TASK OBJECTIVE:
After locating the line with "facade with a single marker.", reproduce that line and every one following it exactly, up to the end of the entries.

(Point localization data)
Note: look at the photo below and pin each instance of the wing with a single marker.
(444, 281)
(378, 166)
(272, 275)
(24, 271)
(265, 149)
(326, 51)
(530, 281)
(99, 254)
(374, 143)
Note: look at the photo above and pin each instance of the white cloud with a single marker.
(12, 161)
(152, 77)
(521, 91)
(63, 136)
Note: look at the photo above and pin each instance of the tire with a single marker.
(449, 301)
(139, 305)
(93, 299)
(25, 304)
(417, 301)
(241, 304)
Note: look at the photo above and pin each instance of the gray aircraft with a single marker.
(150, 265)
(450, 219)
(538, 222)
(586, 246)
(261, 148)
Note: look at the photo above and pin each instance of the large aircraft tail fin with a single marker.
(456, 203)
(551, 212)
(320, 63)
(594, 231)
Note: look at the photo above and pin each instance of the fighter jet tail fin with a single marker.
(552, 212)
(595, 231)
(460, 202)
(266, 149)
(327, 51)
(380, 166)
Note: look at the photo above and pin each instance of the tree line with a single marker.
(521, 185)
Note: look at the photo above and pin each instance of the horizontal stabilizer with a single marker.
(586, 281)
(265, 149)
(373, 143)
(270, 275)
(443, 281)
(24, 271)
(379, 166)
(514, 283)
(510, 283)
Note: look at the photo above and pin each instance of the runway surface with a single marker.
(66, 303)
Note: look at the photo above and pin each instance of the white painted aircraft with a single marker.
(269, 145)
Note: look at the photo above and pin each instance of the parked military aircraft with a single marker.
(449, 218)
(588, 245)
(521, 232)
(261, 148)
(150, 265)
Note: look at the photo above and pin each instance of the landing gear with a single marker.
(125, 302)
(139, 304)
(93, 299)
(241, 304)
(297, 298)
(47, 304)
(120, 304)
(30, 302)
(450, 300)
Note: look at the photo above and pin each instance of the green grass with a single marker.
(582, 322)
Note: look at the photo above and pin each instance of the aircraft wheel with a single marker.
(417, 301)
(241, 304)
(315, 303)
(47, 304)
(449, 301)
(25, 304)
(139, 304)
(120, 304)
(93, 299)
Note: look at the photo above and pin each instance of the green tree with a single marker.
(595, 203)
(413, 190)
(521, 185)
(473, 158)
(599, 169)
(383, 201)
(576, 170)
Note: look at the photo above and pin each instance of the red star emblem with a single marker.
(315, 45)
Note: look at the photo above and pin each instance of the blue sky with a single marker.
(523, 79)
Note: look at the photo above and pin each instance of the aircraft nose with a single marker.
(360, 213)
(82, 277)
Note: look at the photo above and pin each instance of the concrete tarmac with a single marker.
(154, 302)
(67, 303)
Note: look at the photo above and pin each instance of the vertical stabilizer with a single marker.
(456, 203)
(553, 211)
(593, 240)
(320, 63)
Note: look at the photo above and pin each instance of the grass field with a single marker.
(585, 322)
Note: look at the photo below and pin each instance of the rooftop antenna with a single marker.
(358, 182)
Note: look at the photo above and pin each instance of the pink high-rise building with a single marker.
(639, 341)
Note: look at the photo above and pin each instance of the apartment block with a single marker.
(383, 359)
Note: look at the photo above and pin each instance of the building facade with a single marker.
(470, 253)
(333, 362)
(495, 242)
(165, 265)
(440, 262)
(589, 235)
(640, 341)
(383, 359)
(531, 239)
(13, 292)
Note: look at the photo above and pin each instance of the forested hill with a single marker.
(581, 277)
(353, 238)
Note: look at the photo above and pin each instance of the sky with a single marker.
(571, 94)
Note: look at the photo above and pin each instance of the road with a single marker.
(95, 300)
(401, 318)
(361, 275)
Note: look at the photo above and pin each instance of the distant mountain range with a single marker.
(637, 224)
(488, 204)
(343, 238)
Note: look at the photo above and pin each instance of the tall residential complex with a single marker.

COMPLETED TASK:
Note: look at the photo above and pin each instance of the building facade with a single marker.
(470, 253)
(333, 362)
(495, 242)
(165, 265)
(440, 262)
(589, 235)
(640, 341)
(383, 359)
(531, 239)
(13, 292)
Note: look at the photo above and pin each instance of the forested hill with a single marker.
(581, 277)
(353, 238)
Note: look at the photo above and pin each instance of the sky with a single marker.
(571, 94)
Note: look at the photo above and pin each instance of the road with a single marker.
(95, 300)
(401, 318)
(361, 275)
Note: look at the photo above and pin each instance of the distant mountain range with a single marker.
(637, 224)
(488, 204)
(343, 238)
Note: look at the photo above and pin each instance of the tall residential complex with a single marker.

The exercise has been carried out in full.